**About this task**
An image-free, exact copy of the records below is required.

══ Data shown ══

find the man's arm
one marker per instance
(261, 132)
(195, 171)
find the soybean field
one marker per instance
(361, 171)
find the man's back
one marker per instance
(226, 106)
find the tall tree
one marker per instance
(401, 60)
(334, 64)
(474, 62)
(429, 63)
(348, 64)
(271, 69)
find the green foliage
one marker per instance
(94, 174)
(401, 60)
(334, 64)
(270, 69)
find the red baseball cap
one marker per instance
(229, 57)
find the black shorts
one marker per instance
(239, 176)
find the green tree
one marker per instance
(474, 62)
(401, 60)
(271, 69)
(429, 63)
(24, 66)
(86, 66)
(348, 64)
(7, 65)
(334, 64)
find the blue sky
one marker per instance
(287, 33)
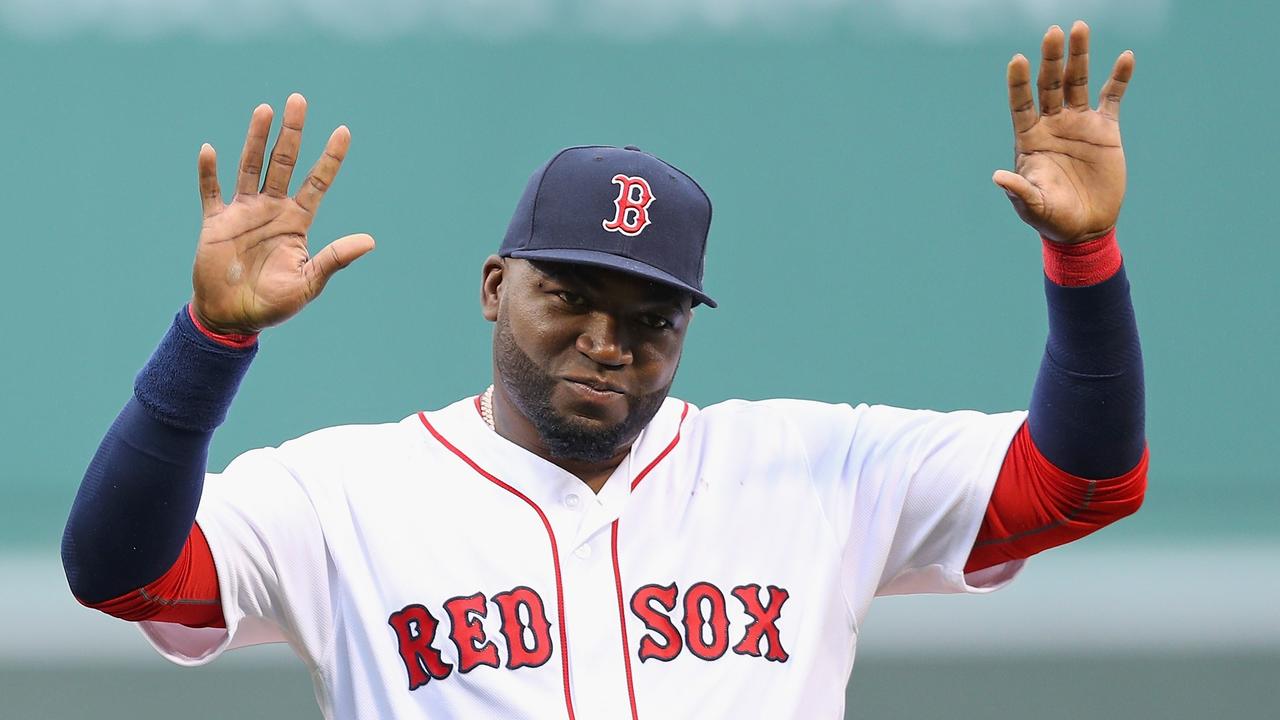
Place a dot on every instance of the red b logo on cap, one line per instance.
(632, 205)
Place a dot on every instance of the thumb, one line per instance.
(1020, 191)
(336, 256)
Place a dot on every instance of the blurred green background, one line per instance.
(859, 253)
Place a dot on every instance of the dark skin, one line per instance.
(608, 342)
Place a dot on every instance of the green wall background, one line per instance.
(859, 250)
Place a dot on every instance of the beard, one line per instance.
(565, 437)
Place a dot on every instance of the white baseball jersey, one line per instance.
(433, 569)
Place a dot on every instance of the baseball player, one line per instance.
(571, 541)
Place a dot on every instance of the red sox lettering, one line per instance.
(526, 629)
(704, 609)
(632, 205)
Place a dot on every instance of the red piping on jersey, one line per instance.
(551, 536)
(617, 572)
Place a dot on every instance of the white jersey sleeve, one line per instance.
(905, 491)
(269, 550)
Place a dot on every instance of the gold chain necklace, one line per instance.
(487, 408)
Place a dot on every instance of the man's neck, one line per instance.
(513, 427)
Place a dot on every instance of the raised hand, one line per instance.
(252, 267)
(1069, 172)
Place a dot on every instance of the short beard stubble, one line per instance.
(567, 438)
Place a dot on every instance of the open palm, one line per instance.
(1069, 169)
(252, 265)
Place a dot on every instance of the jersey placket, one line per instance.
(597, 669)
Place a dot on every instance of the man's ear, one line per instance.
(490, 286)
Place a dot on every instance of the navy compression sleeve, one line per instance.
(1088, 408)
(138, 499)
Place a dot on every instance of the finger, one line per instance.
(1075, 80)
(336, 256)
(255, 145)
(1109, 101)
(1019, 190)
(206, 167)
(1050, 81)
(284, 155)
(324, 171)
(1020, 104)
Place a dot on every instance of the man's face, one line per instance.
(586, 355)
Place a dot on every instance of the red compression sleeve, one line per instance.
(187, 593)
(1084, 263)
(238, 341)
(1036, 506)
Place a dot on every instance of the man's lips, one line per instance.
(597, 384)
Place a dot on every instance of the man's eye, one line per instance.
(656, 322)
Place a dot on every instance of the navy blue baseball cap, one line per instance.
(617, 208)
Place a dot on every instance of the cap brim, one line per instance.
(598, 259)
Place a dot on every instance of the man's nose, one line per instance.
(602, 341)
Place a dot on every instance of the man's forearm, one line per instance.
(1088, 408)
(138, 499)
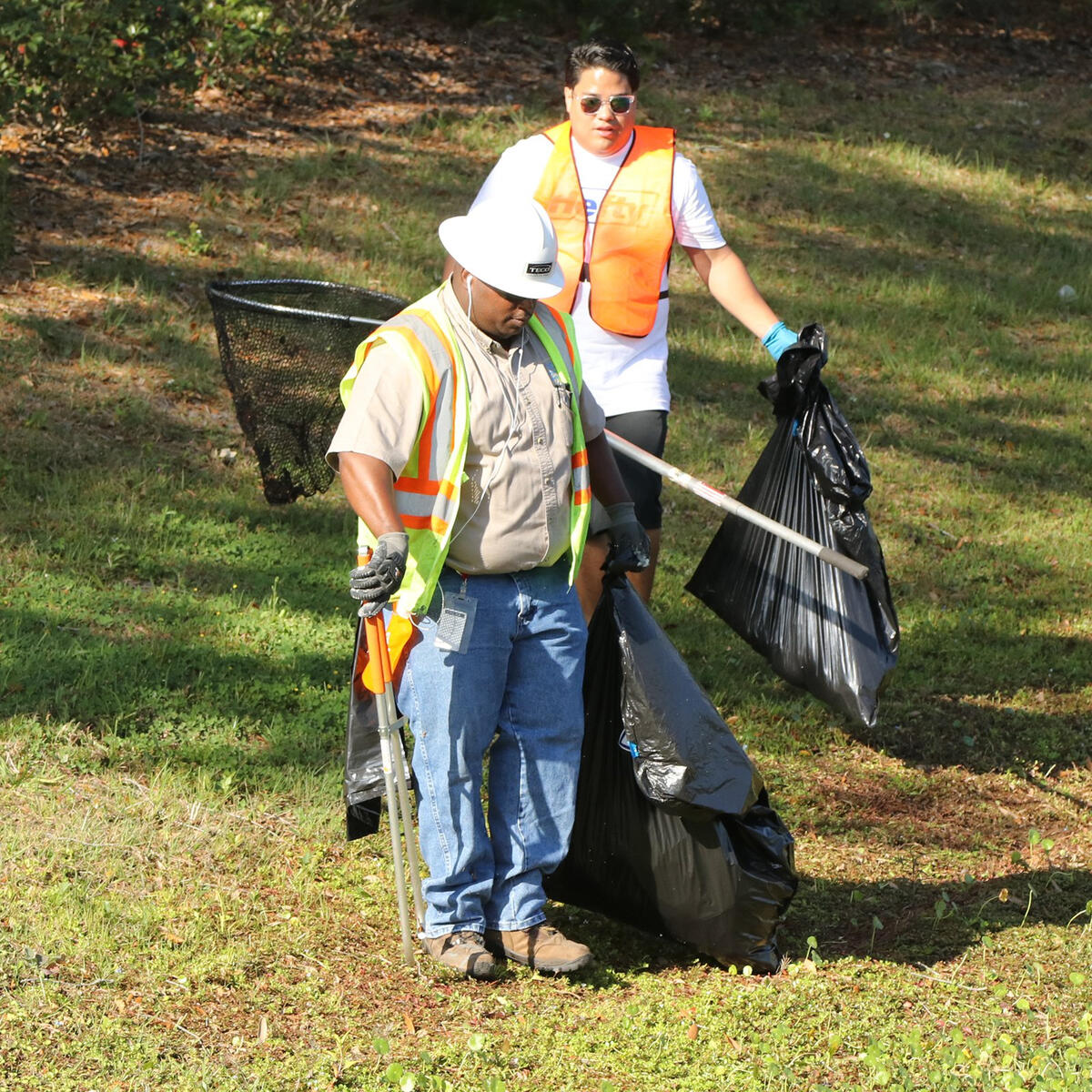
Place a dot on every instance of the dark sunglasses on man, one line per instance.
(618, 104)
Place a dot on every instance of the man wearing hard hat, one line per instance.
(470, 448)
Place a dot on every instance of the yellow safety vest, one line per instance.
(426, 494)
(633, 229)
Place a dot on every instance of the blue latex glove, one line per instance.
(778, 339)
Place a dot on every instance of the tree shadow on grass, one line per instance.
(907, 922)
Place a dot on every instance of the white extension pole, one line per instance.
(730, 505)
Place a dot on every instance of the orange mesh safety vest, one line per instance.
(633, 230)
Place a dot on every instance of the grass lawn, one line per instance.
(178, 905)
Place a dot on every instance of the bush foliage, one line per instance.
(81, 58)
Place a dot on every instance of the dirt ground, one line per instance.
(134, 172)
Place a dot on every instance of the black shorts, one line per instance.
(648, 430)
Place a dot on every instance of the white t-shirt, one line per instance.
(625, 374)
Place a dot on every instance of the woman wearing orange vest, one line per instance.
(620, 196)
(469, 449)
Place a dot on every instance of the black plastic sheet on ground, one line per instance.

═══

**Answer for the task**
find the man's arm
one marker per instance
(261, 132)
(195, 171)
find the soybean field
one marker per instance
(361, 171)
find the man's back
one marker per instance
(226, 106)
find the tall tree
one marker per instance
(401, 60)
(334, 64)
(474, 62)
(429, 63)
(348, 64)
(271, 69)
find the green foliage
one marker per instance
(94, 174)
(401, 60)
(334, 64)
(270, 69)
find the red baseball cap
one marker per instance
(229, 57)
find the black shorts
one marker per instance
(239, 176)
find the green tree
one marker per instance
(474, 62)
(401, 60)
(271, 69)
(429, 63)
(24, 66)
(86, 66)
(348, 64)
(7, 65)
(334, 64)
find the blue sky
one marker per instance
(287, 33)
Place a dot on every instance of the red b logo on cap, one line per instance.
(632, 205)
Place a dot on every instance of the thumb, one line per instance.
(1020, 191)
(336, 256)
Place a dot on every instance of the blurred green background, one line per instance.
(859, 253)
Place a dot on every instance of the dark skin, one line per instance.
(608, 342)
Place a dot on every instance of the green wall background, one line per instance.
(859, 250)
Place a dot on every instance of the beard, one line per instance.
(565, 437)
Place a dot on every instance of the white baseball jersey, one line per instance.
(433, 569)
Place a dot on every instance of the baseball player, one line per instance.
(571, 541)
Place a dot on every instance of the red sox lettering, one line per instance.
(526, 629)
(704, 609)
(632, 205)
Place a dot on every instance of the red piping on jersey, one line per instance.
(551, 536)
(617, 572)
Place a dot on every instance of the white jersey sleeve, one line per instance.
(905, 491)
(269, 550)
Place a dot on every instance of the gold chain necklace, one line per instance.
(487, 408)
Place a dot on every instance of the man's neck, one line per instance.
(513, 427)
Place a dot on every instance of the raised hand, one line per instance.
(252, 267)
(1069, 172)
Place a dot on every instance of the short beard stubble, one line per instance.
(567, 438)
Place a dot on every instance of the open palm, one line per instance.
(1069, 169)
(252, 265)
Place a dot on every instance of the jersey placket, one line per instance.
(597, 669)
Place a dot on every instance of the man's ear, one line per instance.
(490, 286)
Place a dot on every instance of the navy compression sleeve, one line per instance.
(1088, 408)
(138, 499)
Place a dot on every instance of the finger, one line per instance.
(1075, 80)
(336, 256)
(255, 145)
(1109, 101)
(1019, 190)
(206, 167)
(1050, 81)
(284, 155)
(324, 171)
(1020, 104)
Place a dot on every instance of the man's face, one line per instance.
(586, 355)
Place a dot on every instance of the red compression sleeve, one line per instance.
(187, 593)
(1084, 263)
(238, 341)
(1036, 506)
Place a dot on every instance of the man's lips, one line per instance.
(597, 384)
Place a dot on every instance of the man's eye, one line per instance.
(656, 322)
Place a dot on every instance of the navy blue baseball cap, one line per instance.
(617, 208)
Place a dot on every instance of the cap brim, one line per instance.
(598, 259)
Place a dot on every instance of the man's nose, one line per instance.
(602, 341)
Place a dot on every instance of the man's forearm, one line per instance.
(1088, 408)
(138, 499)
Place a dot on every instance of the dark sunglasses on man, one line per instance.
(618, 104)
Place a dot on every instance of the man wearing hard hat, one line per instance.
(470, 448)
Place a dot on every instance of the yellow safety vest, one line per instance.
(426, 494)
(633, 229)
Place a dot on every instance of the blue latex glove, one line per instance.
(778, 339)
Place a dot on every instance of the tree shadow on grass, one line per instance.
(907, 922)
Place a dot on every instance of the white extension pole, one line per instance.
(730, 505)
Place a dot on every instance of the orange mesh safety vest, one line per instance.
(633, 230)
Place a dot on every instance of the grass lawn, one line per instance.
(178, 905)
Place a dot on every instance of the bush foliage, one line per instance.
(81, 58)
Place a dot on every instance of the dirt ground, one line per instance.
(134, 172)
Place a dot on every instance of the black shorts, one line per instance.
(648, 430)
Place a dot on every instance of the white t-shirt, one line per instance.
(625, 374)
Place a dot on every instance of the woman wearing orange vest, one line per instance.
(620, 196)
(469, 449)
Place a dot on every instance of the black plastic sheet on ground, one line per instance.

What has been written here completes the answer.